Written request 1: List every name that follows the words "Posted by" in the comment thread, giving each name once.
Written request 2: Quote the comment thread word for word, starting with "Posted by Fnarf" and going on through "promised to someone...".

Declare bankruptcy and walk away from your underwater house - corporations do this all the time.
Posted by Will in Seattle http://www.facebook.com/WillSeattle on January 25, 2010 at 11:10 AM
2
Jonah Lehrer has an interesting article about power: http://scienceblogs.com/cortex/2010/01/p…

People who think they're more important than other people break the rules if it benefits them - but they don't think the "unimportant" people should do it.
Posted by Patti on January 25, 2010 at 11:10 AM
Fnarf 3
People (and corporations) do what they can get away with. What they have the power to do. Homeowners don't have any power; they're slaves to their credit rating. So, feel free to rant away about "morals", but if you walk away you will be fucked forever. Unless you think you can swing a cash-only lifestyle.
Posted by Fnarf http://www.facebook.com/fnarf on January 25, 2010 at 11:20 AM
Matt from Denver 4
Actually, there was an article about Las Vegas in Time back in August, and they talked to either a realtor or lender (can't remember which) who was helping people do just that - AND get new homes to boot. I'll go look for the link...
Posted by Matt from Denver on January 25, 2010 at 11:23 AM
5
I know several people doing exactly this right now, and it actually almost breaks my brain trying to process their decision-making -- I wouldn't be able to sleep at night (or possibly, even to live with myself) if I was doing what they were doing, and yet they have no apparent qualms with it, even discussing it openly as if it was only just another option, walking away from a debt promised to someone...
Posted by Peter F on January 25, 2010 at 11:28 AM
Matt from Denver 6
Here it is.

http://www.time.com/time/nation/article/…

The pertinent quote (from page 2):

Boemio specializes in short selling, in a particularly Vegas way. Basically, she finds clients who owe more on their house than the house is worth (and that's about 60% of homeowners in Las Vegas) and sells them a new house similar to the one they've been living in at half the price they paid for their old house. Then she tells them to stop paying the mortgage on their old place until the bank becomes so fed up that it's willing to let the owner sell the house at a huge loss rather than dragging everyone through foreclosure. Since that takes about nine months, many of the owners even rent out their old house in the interim, pocketing a profit.

Given information:
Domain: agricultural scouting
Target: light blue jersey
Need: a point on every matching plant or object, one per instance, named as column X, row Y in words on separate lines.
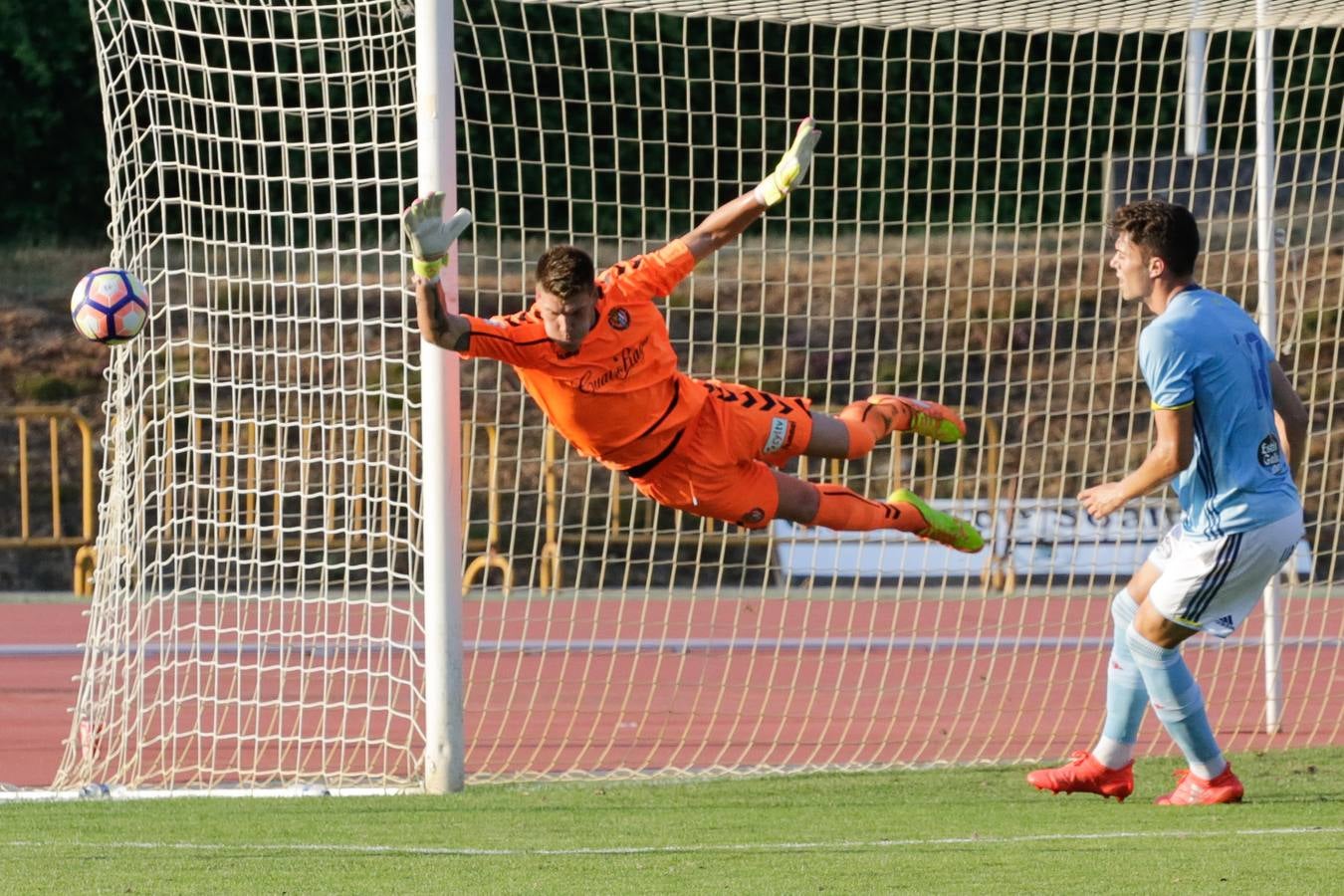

Response 1: Will in Seattle, Patti, Fnarf, Matt from Denver, Peter F

Response 2:
Posted by Fnarf http://www.facebook.com/fnarf on January 25, 2010 at 11:20 AM
Matt from Denver 4
Actually, there was an article about Las Vegas in Time back in August, and they talked to either a realtor or lender (can't remember which) who was helping people do just that - AND get new homes to boot. I'll go look for the link...
Posted by Matt from Denver on January 25, 2010 at 11:23 AM
5
I know several people doing exactly this right now, and it actually almost breaks my brain trying to process their decision-making -- I wouldn't be able to sleep at night (or possibly, even to live with myself) if I was doing what they were doing, and yet they have no apparent qualms with it, even discussing it openly as if it was only just another option, walking away from a debt promised to someone...